Reproduce this listing in full.

-- Start --

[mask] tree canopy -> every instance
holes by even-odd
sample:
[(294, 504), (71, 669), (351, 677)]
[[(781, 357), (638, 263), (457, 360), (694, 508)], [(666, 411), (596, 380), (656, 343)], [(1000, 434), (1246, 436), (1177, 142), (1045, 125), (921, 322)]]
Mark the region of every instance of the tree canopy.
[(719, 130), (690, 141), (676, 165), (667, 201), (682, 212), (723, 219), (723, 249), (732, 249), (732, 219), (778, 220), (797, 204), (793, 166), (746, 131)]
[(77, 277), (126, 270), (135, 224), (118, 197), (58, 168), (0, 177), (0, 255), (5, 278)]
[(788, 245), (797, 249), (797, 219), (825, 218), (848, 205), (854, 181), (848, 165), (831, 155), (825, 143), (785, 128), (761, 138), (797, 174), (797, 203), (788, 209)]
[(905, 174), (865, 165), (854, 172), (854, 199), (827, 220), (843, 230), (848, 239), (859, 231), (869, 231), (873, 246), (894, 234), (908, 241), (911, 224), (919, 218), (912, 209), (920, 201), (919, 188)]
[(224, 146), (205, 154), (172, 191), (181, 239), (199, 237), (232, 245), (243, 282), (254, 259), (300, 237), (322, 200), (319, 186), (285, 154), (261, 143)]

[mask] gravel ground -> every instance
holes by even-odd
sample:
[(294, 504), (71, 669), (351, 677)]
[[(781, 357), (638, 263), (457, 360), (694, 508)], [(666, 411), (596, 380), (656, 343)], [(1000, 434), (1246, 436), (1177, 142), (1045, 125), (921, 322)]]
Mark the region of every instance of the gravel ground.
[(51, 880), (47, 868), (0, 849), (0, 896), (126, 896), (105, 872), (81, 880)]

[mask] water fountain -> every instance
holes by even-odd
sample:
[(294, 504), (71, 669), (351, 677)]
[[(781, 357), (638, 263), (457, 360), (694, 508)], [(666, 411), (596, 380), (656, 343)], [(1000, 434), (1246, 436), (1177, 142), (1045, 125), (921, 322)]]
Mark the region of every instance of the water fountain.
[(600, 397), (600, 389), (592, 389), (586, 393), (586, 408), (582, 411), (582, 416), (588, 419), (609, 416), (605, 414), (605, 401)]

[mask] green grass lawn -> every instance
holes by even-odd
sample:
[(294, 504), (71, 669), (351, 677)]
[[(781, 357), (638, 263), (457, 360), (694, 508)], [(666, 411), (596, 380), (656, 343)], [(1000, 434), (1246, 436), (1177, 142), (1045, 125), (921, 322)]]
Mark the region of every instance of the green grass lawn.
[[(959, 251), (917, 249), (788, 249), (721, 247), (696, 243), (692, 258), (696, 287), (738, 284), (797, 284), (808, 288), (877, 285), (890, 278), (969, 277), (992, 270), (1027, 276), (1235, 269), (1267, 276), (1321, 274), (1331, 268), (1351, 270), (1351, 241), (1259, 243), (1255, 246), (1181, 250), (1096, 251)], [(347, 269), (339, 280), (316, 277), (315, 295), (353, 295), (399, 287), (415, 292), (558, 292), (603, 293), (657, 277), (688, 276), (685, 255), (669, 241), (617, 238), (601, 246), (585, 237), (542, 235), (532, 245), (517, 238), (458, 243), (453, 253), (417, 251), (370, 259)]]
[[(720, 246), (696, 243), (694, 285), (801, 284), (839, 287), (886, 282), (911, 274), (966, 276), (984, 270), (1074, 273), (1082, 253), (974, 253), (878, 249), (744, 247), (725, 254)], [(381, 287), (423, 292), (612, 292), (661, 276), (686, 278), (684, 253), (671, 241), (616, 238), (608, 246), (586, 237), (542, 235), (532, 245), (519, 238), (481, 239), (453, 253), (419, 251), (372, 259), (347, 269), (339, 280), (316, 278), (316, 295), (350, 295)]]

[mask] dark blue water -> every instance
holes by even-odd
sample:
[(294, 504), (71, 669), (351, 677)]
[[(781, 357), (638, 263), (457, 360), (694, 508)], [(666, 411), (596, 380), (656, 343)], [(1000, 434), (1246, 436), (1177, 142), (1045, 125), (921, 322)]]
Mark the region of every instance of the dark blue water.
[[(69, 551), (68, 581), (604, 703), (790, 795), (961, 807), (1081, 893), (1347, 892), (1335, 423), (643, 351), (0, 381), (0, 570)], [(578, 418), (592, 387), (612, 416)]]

-- End --

### Response for this exercise
[mask] tree canopy -> every instance
holes by even-odd
sample:
[(294, 504), (71, 669), (351, 677)]
[[(781, 357), (638, 263), (457, 360), (694, 508)], [(666, 411), (596, 380), (656, 343)], [(1000, 434), (1246, 436), (1177, 142), (1045, 125), (921, 322)]]
Mark the region of every instance of the tree canopy.
[(719, 130), (690, 141), (676, 165), (667, 201), (682, 212), (723, 219), (723, 249), (732, 249), (732, 219), (778, 220), (797, 204), (793, 166), (746, 131)]
[(77, 277), (126, 270), (135, 224), (118, 197), (58, 168), (0, 177), (0, 255), (5, 278)]
[(788, 245), (797, 249), (797, 219), (825, 218), (848, 205), (854, 181), (848, 165), (831, 155), (825, 143), (785, 128), (761, 138), (797, 174), (797, 203), (788, 209)]
[(905, 174), (865, 165), (854, 172), (854, 199), (827, 220), (843, 230), (848, 239), (859, 231), (869, 231), (873, 246), (894, 234), (908, 241), (911, 224), (919, 218), (912, 209), (920, 201), (919, 188)]
[(224, 146), (205, 154), (172, 191), (181, 239), (199, 237), (232, 245), (243, 282), (254, 259), (300, 237), (322, 200), (319, 186), (285, 154), (261, 143)]

[mask] gravel ground -> every instance
holes by even-odd
sample:
[(294, 504), (71, 669), (351, 677)]
[[(781, 357), (638, 263), (457, 360), (694, 508)], [(666, 411), (596, 380), (656, 343)], [(1000, 434), (1246, 436), (1177, 142), (1045, 125), (921, 322)]]
Mark the region of every instance of the gravel ground.
[(51, 880), (47, 868), (0, 849), (0, 896), (126, 896), (105, 872), (81, 880)]

[mask] water fountain -> every instance
holes by even-odd
sample:
[(294, 504), (71, 669), (351, 677)]
[[(781, 357), (638, 263), (457, 360), (694, 508)], [(666, 411), (596, 380), (656, 343)], [(1000, 434), (1246, 436), (1177, 142), (1045, 125), (921, 322)]]
Mark the region of every instance of the water fountain.
[(600, 397), (600, 389), (592, 389), (586, 393), (586, 408), (582, 411), (582, 416), (588, 419), (609, 416), (605, 414), (605, 401)]

[mask] green grass lawn -> every instance
holes by even-odd
sample:
[(294, 504), (71, 669), (351, 677)]
[[(781, 357), (638, 263), (457, 360), (694, 508)], [(666, 411), (596, 380), (656, 343)], [(1000, 434), (1246, 436), (1177, 142), (1045, 125), (921, 322)]]
Mark the region of every instance of the green grass lawn.
[[(959, 251), (917, 249), (788, 249), (721, 247), (696, 243), (692, 258), (696, 287), (738, 284), (797, 284), (808, 288), (877, 285), (890, 278), (969, 277), (992, 270), (1027, 276), (1235, 269), (1267, 276), (1321, 274), (1331, 268), (1351, 270), (1351, 241), (1259, 243), (1255, 246), (1181, 250), (1096, 251)], [(347, 269), (339, 280), (316, 277), (315, 295), (353, 295), (399, 287), (415, 292), (558, 292), (603, 293), (657, 277), (688, 276), (685, 255), (669, 241), (617, 238), (601, 246), (585, 237), (542, 235), (532, 245), (517, 238), (458, 243), (453, 253), (417, 251), (370, 259)]]
[[(720, 246), (696, 243), (694, 285), (801, 284), (839, 287), (886, 282), (911, 274), (966, 276), (984, 270), (1074, 273), (1082, 253), (974, 253), (878, 249), (744, 247), (725, 254)], [(381, 287), (423, 292), (612, 292), (661, 276), (686, 278), (684, 253), (671, 241), (616, 238), (608, 246), (586, 237), (542, 235), (532, 245), (519, 238), (481, 239), (453, 253), (419, 251), (372, 259), (347, 269), (339, 280), (316, 278), (316, 295), (350, 295)]]

[mask] dark blue water -> every instance
holes by even-odd
sample:
[(294, 504), (71, 669), (351, 677)]
[[(781, 357), (638, 263), (457, 360), (694, 508)], [(666, 411), (596, 380), (656, 343)], [(1000, 434), (1246, 436), (1177, 142), (1045, 125), (921, 322)]]
Mark the region of every instance of the dark blue water.
[[(69, 551), (68, 581), (604, 703), (790, 795), (961, 807), (1081, 893), (1347, 892), (1335, 423), (643, 351), (0, 381), (0, 570)], [(578, 418), (592, 387), (612, 416)]]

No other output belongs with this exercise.